#### Excerpt to read

TREATMENT OF AUTONOMIC DYSFUNCTION

One randomized controlled trial in 256 patients with severe tetanus demonstrated that magnesium sulfate reduced autonomic instability and muscle spasm in the disease.⁷ Furthermore, magnesium sulfate has been shown to reduce urinary catecholamine excretion in patients with severe tetanus.⁸ However, a meta-analysis failed to show a benefit of magnesium sulfate on tetanus mortality, and the effect of the drug on duration of intensive care unit and hospital stay and need for ventilatory support was unclear.¹⁷

Adrenergic blocking agents may treat the autonomic dysfunction of severe tetanus. Choose either a short-acting β-blocker, such as esmolol, or labetalol, a combined α- and β-adrenergic blocking agent, if treating this manifestation of tetanus.

Morphine sulfate reduces sympathetic α-adrenergic tone and central sympathetic efferent discharge and produces peripheral arteriolar and venous dilatation.⁶ Clonidine, a central α₂-receptor agonist, may act to reduce the sympathetic hyperactivity that causes autonomic dysfunction and thereby provide better control of crises.¹⁸

Patients who recover from tetanus must receive active immunization, because infection does not confer immunity and vaccination is the only means of disease prevention. Give adsorbed tetanus toxoid (0.5 mL) IM at the time of presentation and at 6 weeks and 6 months after injury.

In patients with tetanus-prone wounds or those with incomplete vaccinations or greater than 10 years from previous vaccination, use tetanus-diphtheria (Td) if ≥7 years old, and use diphtheria and tetanus toxoids and acellular pertussis vaccine (DTaP) for those under 7 years old.¹⁹ DTaP contains over three times the amount of diphtheria component as Tdap and must be used for primary vaccination series in children. Because of the recent increase in the incidence of pertussis, adolescents and adults should receive a single lifetime dose of Tdap to replace one Td booster.¹⁹ An inadvertent dose of DTaP in an adult would count as the single lifetime dose of Tdap.

########
#### Input data

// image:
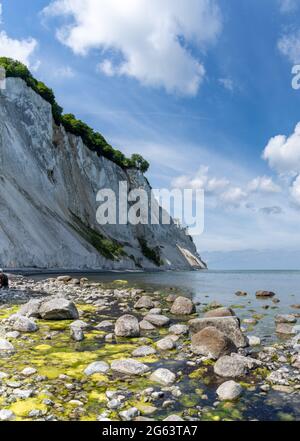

########

▸ Activity list:
A: According to the tetanus treatment excerpt, how many patients took part in the randomized controlled trial of magnesium sulfate?
B: Write out the part of the tetanus treatment excerpt starting with "Morphine sulfate reduces" and going on through "months after injury.".

▸ Task-by-task results:
A: 256 patients

B:
Morphine sulfate reduces sympathetic α-adrenergic tone and central sympathetic efferent discharge and produces peripheral arteriolar and venous dilatation.⁶ Clonidine, a central α₂-receptor agonist, may act to reduce the sympathetic hyperactivity that causes autonomic dysfunction and thereby provide better control of crises.¹⁸

Patients who recover from tetanus must receive active immunization, because infection does not confer immunity and vaccination is the only means of disease prevention. Give adsorbed tetanus toxoid (0.5 mL) IM at the time of presentation and at 6 weeks and 6 months after injury.